▶ **Set problem a**
Recast the records as a numbered list, starting with the first line of the records and going on through the line with "[(56, 222)]", with blank lines dropped and the pictures left out.

BBQ meal provided on site!

Raffle items will include, guided fishing and hunting trips, sporting gear, wildlife art and much much more.

Live Texas country music by The Cody Ray Henry Band.

See you there!


----------



## Spekaholic

We'll be there!! Looking forward to it!!


----------



## Crab Trap

I'm bringing a crew!


----------



## Durtjunkee

Bring 2 Crews!
Great Food! Great People! Great Music! Tons of auction items and raffle prizes!

All proceeds go to help our brother Jesse!


----------



## Crab Trap

We had a great time!


----------



## Durtjunkee

Thanks to everyone who came out!

It was a roaring success!

I hope everyone enjoyed themselves!


----------



## whos your daddy

*Great time*

Had a great time being the auctioneer for this event. Live auction alone we raised $50k for Jesse. I am again amazed by the generosity of fellow fisherman.

Mark


----------



## Durtjunkee

Thanks again for all your help Mark!


----------



## valve_king

Definitely A great event! The only downer were the individuals stealing coolers from the bed of pick up trucks in the parking lot. It's amazing that some peeps feel the need to steal at an amazing charity event. KARMA, BABY!


----------



## D-Czech

The wife and I were honored to be there to support a great guy.
It was turly great to see all the support for a great captin and fellow fisherman. You just don't experience that type of fellowship sitting playing video games or watching TV. Outdoors people are the best.

And Yes Mark did a great job as usual.


----------



## Capt.Troy

*Donated Flounder Trip*

Got em out tonight and back in by 10:00. We were one short of their limit
but the front dirtied up the water. Still a good time and was happy to do it
for my friend.


----------

▶ **Supplied data**
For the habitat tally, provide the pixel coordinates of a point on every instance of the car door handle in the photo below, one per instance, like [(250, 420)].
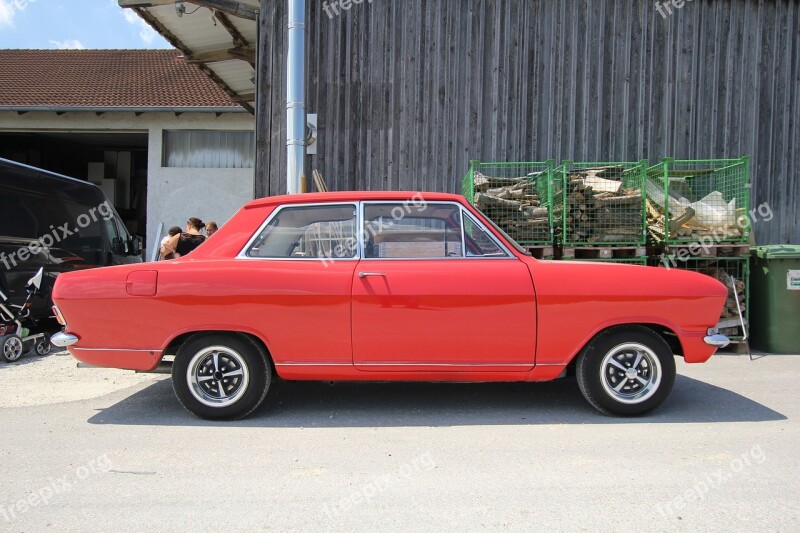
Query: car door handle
[(365, 274)]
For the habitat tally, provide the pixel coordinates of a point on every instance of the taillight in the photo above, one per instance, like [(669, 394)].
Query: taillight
[(59, 316)]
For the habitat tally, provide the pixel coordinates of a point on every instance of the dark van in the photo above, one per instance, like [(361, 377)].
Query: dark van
[(56, 222)]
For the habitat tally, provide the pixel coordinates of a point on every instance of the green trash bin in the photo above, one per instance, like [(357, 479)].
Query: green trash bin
[(775, 299)]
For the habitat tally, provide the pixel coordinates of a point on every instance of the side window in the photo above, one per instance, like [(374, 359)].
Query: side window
[(478, 242), (405, 231), (326, 231)]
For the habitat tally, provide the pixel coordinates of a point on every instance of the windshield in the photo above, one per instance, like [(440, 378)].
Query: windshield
[(85, 229)]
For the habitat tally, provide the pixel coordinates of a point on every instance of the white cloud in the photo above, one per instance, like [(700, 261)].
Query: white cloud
[(9, 8), (146, 33), (6, 14), (67, 44)]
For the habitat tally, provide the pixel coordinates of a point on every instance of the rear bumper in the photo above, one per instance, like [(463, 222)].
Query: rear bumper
[(717, 340), (697, 348), (63, 339), (142, 360)]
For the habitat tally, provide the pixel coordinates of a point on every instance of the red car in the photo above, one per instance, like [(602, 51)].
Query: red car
[(385, 286)]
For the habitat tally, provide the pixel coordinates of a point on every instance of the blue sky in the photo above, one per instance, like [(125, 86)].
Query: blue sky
[(73, 24)]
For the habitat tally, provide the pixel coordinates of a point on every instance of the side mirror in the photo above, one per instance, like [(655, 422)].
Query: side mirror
[(136, 245), (118, 246), (36, 281)]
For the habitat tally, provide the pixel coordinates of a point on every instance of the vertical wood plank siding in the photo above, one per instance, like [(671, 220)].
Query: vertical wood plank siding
[(407, 92)]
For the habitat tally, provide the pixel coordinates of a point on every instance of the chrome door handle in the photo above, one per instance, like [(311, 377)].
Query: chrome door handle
[(365, 274)]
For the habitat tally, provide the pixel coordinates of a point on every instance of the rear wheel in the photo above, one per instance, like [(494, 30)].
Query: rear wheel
[(11, 348), (220, 377), (626, 371)]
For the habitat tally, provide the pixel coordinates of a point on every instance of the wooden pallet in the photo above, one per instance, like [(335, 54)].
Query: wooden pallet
[(541, 252), (697, 249), (603, 252)]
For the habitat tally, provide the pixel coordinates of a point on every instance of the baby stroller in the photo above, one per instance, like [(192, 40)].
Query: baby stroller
[(15, 339)]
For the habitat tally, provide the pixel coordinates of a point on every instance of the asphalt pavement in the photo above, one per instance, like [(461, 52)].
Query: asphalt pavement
[(721, 454)]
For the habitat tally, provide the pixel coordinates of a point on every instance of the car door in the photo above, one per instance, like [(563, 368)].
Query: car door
[(299, 270), (424, 298)]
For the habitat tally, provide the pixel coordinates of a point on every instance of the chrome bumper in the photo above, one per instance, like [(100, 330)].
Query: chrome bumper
[(63, 340), (717, 340)]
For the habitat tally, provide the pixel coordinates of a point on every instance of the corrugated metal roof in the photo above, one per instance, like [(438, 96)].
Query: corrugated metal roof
[(200, 30)]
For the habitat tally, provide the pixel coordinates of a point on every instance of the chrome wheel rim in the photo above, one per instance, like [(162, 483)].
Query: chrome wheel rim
[(630, 373), (43, 348), (218, 376), (12, 348)]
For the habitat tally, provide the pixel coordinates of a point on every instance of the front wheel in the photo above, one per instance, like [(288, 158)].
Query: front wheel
[(626, 371), (42, 346), (220, 377), (11, 348)]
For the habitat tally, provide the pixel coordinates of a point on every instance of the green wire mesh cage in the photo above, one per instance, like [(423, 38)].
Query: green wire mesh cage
[(734, 273), (602, 203), (695, 200), (517, 196)]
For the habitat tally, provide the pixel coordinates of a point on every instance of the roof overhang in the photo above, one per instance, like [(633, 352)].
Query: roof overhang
[(219, 36), (123, 109)]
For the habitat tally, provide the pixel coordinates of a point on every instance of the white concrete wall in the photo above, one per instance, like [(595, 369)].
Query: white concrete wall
[(173, 194)]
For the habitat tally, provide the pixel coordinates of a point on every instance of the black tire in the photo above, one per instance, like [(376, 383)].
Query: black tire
[(221, 377), (609, 380)]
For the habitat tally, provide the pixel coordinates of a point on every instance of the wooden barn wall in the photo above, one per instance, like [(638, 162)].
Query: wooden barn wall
[(407, 92)]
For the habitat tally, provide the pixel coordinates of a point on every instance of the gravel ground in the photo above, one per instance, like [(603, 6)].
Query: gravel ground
[(55, 378)]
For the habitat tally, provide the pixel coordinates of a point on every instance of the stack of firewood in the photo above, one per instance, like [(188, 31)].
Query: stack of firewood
[(600, 209), (514, 205)]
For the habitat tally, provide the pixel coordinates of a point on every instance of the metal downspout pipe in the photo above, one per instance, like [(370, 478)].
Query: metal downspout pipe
[(295, 90)]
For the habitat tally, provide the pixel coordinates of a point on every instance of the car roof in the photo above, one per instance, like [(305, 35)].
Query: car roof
[(354, 196)]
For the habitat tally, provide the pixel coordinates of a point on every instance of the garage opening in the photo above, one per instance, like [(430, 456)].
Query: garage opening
[(116, 161)]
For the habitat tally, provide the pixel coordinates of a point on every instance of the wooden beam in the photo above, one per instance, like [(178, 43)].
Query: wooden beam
[(177, 43), (215, 56), (245, 97), (231, 7), (238, 39)]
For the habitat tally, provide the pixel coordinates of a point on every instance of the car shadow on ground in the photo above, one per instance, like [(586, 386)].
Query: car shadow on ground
[(356, 404)]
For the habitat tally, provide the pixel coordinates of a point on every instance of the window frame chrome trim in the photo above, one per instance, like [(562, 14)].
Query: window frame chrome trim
[(357, 257), (360, 206)]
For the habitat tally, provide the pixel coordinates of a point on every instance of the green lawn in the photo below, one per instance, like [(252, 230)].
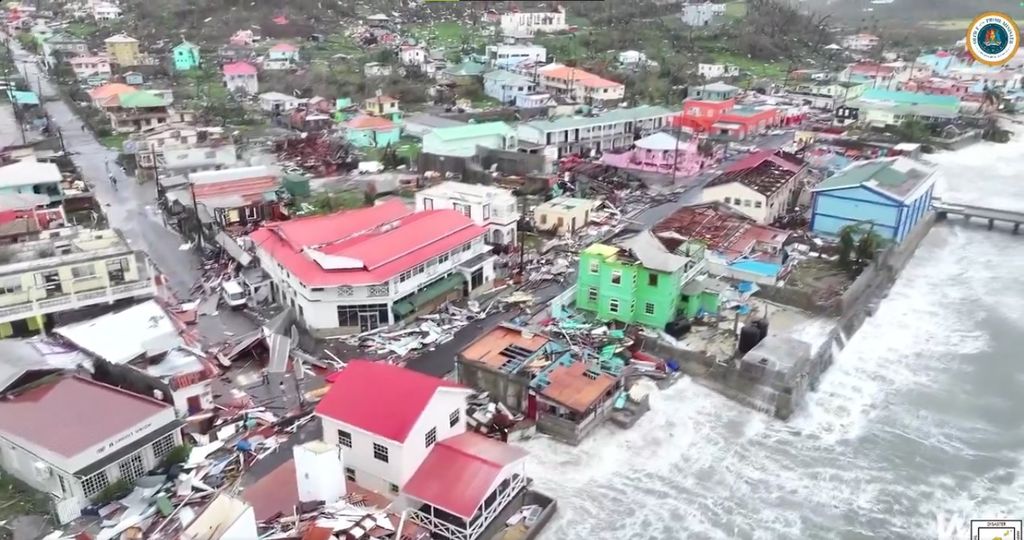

▶ **Set problem b**
Rewrite the charity event thread, starting with "Definitely A great" and going on through "event. KARMA, BABY!", with "coolers" replaced by "tackle boxes".

▶ **Task output a**
1. For the habitat tally, provide the pixel coordinates of a point on every instance of the car door handle in the photo below, one per instance, like [(250, 420)].
2. Query: car door handle
3. [(365, 274)]
4. For the habitat tally, provide the pixel coordinates of a point on every instance of the taillight in the photo above, one per instance, like [(669, 394)].
5. Query: taillight
6. [(59, 316)]
7. For the habitat tally, provide the pixel coordinates of a point on every instance of the dark van in the photo above, one per instance, like [(361, 377)].
8. Query: dark van
9. [(56, 222)]

▶ **Task output b**
Definitely A great event! The only downer were the individuals stealing tackle boxes from the bed of pick up trucks in the parking lot. It's amazing that some peeps feel the need to steal at an amazing charity event. KARMA, BABY!